Text block:

******************************

Manjusha (Manju) P. Kulkarni

2025 Great Immigrants

Manjusha (Manju) P. Kulkarni

Executive Director, AAPI Equity Alliance

Born in India

Manjusha (Manju) P. Kulkarni was born in India and immigrated to Alabama with her parents, both physicians. When Kulkarni was a teen, she witnessed her mother file and win a class-action lawsuit after being denied a role at a Birmingham hospital because of her immigration status. That, along with Kulkarni’s own experience as one of the only Asian American students at her school, helped inspire her lifelong activism.

Kulkarni earned a bachelor’s degree in political science from Duke University and a JD from Boston University School of Law. She worked at the Southern Poverty Law Center and clerked at the American Civil Liberties Union and the Mexican American Legal Defense and Educational Fund. “When we as a nation exclude, incarcerate, and investigate individuals because of their race, religion, and national origin, we betray our values, and we cause real harm to our citizens,” she said in her TEDx Talk, “From Hate to Healing.”

In 2017, after leading the South Asian Network, a Southern California organization dedicated to the safety and well-being of persons of South Asian origin, Kulkarni was made executive director of AAPI Equity Alliance, a coalition of community-based organizations representing the 1.6 million Asian Americans and Pacific Islanders (AAPI) in Los Angeles County. In 2020 she cofounded Stop AAPI Hate, a national coalition tracking and fighting racial injustice against AAPI people. Kulkarni was named one of Time magazine’s 100 most influential people for her work alerting the public to the realities of anti-Asian racism.

******************************

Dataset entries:
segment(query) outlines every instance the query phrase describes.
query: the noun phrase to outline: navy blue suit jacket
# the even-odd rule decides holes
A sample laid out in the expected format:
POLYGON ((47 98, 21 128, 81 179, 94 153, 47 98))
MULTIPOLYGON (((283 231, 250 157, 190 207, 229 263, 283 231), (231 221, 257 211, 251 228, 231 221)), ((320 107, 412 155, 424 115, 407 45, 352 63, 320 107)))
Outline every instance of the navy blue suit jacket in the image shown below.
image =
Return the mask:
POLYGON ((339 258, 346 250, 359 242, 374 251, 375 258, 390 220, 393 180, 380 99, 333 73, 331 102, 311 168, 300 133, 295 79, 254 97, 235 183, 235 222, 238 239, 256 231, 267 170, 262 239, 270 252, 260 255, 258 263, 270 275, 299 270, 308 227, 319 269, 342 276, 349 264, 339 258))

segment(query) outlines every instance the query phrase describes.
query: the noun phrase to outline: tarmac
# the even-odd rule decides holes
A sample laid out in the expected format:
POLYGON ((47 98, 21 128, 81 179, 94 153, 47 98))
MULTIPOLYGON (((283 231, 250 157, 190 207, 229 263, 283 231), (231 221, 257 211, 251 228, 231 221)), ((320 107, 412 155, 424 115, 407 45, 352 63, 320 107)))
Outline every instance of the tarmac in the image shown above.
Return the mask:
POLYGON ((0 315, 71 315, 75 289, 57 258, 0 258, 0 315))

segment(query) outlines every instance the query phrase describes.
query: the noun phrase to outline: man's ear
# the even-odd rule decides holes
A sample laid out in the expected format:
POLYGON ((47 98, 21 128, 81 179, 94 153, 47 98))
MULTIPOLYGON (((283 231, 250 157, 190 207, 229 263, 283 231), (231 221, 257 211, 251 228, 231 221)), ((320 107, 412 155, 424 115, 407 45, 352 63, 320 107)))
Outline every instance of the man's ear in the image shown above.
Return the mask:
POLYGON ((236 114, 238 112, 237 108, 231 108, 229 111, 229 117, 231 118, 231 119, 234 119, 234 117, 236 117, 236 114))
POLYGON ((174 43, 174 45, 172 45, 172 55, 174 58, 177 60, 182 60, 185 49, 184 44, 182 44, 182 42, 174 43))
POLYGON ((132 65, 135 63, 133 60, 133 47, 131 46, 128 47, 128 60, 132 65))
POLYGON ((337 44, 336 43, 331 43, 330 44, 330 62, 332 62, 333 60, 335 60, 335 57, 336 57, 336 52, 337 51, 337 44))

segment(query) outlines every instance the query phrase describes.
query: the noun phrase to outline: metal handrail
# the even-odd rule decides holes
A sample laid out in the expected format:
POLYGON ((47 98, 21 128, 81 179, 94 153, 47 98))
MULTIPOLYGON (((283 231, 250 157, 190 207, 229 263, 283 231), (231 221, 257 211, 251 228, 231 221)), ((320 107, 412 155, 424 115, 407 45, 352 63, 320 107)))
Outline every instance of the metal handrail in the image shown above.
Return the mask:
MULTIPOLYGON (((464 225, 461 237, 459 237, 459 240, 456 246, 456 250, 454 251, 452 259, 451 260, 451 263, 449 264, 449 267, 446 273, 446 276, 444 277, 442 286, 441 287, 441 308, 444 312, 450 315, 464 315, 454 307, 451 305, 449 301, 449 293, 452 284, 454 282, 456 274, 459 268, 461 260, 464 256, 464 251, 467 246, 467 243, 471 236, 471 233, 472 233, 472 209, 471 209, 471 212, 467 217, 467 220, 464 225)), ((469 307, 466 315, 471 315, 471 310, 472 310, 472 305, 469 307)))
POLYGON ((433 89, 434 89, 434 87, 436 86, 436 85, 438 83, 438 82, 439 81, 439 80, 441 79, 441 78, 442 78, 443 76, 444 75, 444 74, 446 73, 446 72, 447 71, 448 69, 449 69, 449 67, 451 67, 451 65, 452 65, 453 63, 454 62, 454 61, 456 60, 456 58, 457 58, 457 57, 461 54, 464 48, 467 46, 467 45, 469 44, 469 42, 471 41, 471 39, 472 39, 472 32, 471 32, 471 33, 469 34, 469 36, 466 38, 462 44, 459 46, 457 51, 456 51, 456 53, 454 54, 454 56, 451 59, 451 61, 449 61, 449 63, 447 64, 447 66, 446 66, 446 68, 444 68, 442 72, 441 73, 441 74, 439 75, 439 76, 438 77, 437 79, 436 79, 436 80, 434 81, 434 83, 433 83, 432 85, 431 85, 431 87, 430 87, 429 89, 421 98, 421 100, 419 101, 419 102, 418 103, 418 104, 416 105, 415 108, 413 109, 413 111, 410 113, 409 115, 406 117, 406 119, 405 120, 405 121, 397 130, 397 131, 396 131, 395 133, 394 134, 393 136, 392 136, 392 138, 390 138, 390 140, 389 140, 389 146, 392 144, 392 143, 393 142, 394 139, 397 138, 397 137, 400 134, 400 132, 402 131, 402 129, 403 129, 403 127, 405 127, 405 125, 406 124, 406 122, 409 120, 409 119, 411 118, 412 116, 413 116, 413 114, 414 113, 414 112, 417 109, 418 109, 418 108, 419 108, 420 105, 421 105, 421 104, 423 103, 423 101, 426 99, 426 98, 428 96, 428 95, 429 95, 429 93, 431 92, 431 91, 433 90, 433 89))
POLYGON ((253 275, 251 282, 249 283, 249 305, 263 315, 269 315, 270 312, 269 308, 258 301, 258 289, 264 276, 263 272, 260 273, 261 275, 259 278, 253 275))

******************************

Questions to answer:
A - According to the profile of Manjusha Kulkarni, what did she cofound in 2020?
B - In the profile of Manjusha Kulkarni, rewrite the paragraph beginning "In 2017, after leading the South Asian Network" as a short list of its main facts.

Responses in order:
A - Stop AAPI Hate, a national coalition tracking and fighting racial injustice against AAPI people.

B -
- Before 2017, Kulkarni led the South Asian Network, a Southern California organization dedicated to the safety and well-being of persons of South Asian origin.
- In 2017 she became executive director of AAPI Equity Alliance, a coalition of community-based organizations representing the 1.6 million Asian Americans and Pacific Islanders in Los Angeles County.
- In 2020 she cofounded Stop AAPI Hate, a national coalition tracking and fighting racial injustice against AAPI people.
- Time magazine named her one of its 100 most influential people for alerting the public to the realities of anti-Asian racism.